_GOAL_
Word for word, set down the records and skip each picture.
** begin DATA SUPPLIED **
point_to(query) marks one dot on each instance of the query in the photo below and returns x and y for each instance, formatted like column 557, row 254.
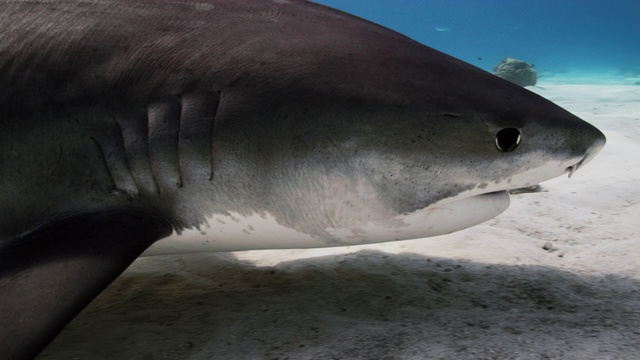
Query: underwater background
column 575, row 40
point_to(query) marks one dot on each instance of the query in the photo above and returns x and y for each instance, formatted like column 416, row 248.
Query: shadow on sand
column 364, row 305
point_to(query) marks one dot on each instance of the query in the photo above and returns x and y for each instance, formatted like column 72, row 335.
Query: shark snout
column 597, row 142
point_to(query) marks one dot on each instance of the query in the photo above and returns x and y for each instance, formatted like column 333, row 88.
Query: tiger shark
column 167, row 126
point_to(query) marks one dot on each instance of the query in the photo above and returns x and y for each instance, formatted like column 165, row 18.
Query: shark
column 131, row 127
** end DATA SUPPLIED **
_EXPECTED OUTPUT_
point_to(query) marks one dot on each instance of the query in the photo below and returns x and y for each instance, formatted like column 557, row 254.
Query: underwater background
column 575, row 40
point_to(query) marks one dot on each instance of the query in the photo above and returns x and y for each instance, formatted like column 416, row 248.
Query: shadow on sand
column 364, row 305
point_to(query) marks one dot on each instance of the query in the photo above and returns x and y for each instance, formatted like column 72, row 335.
Query: shark snout
column 597, row 142
point_to(query) marks one dot on each instance of the query in the photo above and returns x and y for each instance, formatted like column 333, row 88.
Query: tiger shark
column 167, row 126
point_to(query) marks one dot on each instance of the query in the photo above and returns x and y for each instance, formatted like column 165, row 18.
Query: shark
column 131, row 127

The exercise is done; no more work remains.